(Saved entries)
= = = = =
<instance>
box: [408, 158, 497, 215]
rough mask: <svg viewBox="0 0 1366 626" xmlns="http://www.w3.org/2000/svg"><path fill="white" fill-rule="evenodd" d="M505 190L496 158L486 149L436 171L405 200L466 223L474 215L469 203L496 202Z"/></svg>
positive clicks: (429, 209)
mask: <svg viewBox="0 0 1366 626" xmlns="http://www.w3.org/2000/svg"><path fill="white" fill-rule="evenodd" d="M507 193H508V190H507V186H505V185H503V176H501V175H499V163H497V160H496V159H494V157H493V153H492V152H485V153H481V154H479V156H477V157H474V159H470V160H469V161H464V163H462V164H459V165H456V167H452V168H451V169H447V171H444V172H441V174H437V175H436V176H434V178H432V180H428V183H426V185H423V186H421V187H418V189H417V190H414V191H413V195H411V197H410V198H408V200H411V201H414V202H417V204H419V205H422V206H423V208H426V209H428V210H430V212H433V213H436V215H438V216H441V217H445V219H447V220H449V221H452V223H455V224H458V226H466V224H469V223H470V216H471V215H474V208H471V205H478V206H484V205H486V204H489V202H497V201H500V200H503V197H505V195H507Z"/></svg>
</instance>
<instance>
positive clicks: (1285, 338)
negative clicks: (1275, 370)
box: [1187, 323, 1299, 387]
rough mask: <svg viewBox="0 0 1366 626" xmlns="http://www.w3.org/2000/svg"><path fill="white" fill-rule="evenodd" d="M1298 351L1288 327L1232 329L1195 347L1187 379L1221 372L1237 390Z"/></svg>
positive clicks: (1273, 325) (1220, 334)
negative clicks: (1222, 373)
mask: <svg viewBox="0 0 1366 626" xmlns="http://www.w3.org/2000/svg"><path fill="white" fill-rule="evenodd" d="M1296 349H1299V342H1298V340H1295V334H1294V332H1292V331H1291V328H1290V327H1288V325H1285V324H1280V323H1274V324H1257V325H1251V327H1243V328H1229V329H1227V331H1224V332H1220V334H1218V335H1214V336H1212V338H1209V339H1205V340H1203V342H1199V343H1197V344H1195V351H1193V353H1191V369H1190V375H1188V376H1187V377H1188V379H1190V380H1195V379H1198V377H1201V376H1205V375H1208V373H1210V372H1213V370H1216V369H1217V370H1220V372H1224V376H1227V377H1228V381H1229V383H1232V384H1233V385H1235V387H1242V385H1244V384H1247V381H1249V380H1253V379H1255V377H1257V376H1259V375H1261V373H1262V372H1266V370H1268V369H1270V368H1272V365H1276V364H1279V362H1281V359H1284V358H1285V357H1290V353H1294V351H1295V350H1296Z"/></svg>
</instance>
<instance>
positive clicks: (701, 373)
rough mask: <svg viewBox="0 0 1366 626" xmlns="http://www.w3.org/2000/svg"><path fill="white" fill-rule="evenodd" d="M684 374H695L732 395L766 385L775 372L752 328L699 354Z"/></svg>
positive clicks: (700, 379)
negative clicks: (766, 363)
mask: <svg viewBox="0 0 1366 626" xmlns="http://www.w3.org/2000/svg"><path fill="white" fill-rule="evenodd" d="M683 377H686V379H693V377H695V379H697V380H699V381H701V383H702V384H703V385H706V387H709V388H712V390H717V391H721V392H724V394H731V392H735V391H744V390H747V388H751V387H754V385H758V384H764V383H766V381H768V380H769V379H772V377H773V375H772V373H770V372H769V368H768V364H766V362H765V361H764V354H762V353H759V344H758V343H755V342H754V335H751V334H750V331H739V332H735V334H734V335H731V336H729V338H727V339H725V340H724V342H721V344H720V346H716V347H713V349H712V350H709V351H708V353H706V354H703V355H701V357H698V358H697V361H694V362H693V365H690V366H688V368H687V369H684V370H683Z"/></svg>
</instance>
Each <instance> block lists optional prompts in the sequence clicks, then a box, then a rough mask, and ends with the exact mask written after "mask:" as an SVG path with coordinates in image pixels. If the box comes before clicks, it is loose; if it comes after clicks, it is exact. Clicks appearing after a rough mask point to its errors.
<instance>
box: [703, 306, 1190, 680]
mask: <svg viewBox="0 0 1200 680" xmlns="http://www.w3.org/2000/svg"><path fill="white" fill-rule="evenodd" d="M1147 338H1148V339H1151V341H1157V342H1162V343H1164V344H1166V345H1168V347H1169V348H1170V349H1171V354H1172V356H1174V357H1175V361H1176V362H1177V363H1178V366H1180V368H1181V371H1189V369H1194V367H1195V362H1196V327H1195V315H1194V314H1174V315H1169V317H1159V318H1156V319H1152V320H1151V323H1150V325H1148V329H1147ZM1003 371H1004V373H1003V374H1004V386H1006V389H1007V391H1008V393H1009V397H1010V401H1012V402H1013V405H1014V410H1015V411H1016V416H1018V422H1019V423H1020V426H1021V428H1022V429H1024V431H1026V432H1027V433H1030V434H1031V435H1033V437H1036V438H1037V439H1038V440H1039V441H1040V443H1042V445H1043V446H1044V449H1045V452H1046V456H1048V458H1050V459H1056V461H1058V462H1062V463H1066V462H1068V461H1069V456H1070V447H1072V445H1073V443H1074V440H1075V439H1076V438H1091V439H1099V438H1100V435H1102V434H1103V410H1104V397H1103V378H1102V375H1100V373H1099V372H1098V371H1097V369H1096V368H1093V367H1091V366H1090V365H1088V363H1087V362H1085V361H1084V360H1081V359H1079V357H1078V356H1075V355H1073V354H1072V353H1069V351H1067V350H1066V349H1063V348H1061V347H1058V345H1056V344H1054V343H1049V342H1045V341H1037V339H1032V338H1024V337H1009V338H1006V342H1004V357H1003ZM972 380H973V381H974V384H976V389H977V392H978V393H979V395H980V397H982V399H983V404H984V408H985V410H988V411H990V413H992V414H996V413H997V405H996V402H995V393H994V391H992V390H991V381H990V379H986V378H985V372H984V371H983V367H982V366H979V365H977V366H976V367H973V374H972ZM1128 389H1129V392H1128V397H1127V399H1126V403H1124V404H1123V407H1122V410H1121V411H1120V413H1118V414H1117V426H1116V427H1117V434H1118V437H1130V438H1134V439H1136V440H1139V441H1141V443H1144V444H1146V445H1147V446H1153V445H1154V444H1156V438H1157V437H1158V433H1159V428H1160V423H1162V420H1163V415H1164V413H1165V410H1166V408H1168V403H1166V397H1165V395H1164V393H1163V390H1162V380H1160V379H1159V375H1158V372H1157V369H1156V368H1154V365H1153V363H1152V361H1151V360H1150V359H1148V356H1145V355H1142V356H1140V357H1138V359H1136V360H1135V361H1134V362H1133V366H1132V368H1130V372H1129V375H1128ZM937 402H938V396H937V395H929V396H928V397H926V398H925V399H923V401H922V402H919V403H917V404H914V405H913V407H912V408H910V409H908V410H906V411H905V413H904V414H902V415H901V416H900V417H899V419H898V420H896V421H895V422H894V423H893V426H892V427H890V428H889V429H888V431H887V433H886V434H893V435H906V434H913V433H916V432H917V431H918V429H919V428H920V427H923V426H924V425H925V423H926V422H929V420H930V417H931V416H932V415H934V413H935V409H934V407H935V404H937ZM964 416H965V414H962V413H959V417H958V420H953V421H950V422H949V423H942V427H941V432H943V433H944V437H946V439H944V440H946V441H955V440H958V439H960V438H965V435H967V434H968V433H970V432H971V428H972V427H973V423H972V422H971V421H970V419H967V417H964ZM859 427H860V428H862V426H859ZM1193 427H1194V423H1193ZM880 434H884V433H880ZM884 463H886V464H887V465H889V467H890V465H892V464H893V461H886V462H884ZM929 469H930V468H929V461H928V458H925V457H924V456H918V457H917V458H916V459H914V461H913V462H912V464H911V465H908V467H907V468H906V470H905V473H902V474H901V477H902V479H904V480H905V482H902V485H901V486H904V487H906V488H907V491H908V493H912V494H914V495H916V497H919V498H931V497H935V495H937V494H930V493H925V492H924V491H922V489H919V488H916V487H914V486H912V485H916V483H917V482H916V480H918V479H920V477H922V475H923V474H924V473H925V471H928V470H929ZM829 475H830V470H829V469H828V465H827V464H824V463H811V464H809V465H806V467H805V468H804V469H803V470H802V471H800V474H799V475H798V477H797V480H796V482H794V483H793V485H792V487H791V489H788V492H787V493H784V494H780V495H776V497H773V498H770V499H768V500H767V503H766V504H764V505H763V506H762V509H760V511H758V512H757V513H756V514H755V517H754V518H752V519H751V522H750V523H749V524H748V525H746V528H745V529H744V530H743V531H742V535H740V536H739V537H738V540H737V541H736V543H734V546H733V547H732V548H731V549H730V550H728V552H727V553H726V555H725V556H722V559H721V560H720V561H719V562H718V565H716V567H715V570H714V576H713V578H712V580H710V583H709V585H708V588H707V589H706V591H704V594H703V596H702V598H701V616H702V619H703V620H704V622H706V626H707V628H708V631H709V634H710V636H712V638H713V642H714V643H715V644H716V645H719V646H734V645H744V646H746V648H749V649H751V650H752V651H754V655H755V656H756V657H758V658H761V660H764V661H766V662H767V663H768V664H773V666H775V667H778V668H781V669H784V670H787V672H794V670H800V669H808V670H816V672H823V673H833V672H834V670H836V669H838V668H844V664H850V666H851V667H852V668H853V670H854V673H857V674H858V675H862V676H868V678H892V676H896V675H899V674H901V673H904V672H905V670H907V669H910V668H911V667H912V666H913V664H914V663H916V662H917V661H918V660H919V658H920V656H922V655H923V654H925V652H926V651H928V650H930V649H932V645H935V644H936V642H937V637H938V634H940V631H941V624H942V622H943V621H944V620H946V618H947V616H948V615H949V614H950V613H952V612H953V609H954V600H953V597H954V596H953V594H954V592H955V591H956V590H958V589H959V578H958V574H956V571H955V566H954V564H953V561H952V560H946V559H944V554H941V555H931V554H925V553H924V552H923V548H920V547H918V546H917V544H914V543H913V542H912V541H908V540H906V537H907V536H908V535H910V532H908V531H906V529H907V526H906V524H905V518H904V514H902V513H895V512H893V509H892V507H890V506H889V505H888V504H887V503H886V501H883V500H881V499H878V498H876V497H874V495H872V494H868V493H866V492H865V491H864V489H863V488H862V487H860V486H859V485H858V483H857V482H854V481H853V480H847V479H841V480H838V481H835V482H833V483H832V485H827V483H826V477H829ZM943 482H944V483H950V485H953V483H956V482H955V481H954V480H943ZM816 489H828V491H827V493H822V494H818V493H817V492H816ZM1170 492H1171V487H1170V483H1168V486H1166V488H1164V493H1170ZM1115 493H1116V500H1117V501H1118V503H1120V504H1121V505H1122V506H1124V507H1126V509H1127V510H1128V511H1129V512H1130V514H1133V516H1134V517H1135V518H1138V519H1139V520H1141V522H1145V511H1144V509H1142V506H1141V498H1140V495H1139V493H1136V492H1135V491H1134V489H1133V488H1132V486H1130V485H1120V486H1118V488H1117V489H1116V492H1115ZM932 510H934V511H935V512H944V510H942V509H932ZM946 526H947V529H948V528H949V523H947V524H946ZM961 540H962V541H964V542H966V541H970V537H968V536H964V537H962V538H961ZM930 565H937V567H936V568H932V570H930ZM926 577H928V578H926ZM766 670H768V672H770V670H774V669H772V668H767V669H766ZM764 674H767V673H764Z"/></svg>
= = = = =
Only the lines above starting at the one containing "351L1288 327L1232 329L1195" and ending at the one containing "positive clicks: (1273, 325) (1220, 334)", both included, are to be returned, exactly as they read.

== Response area ==
rough mask: <svg viewBox="0 0 1366 626" xmlns="http://www.w3.org/2000/svg"><path fill="white" fill-rule="evenodd" d="M1298 351L1288 327L1232 329L1195 347L1187 379L1221 372L1237 390Z"/></svg>
positive clicks: (1273, 325) (1220, 334)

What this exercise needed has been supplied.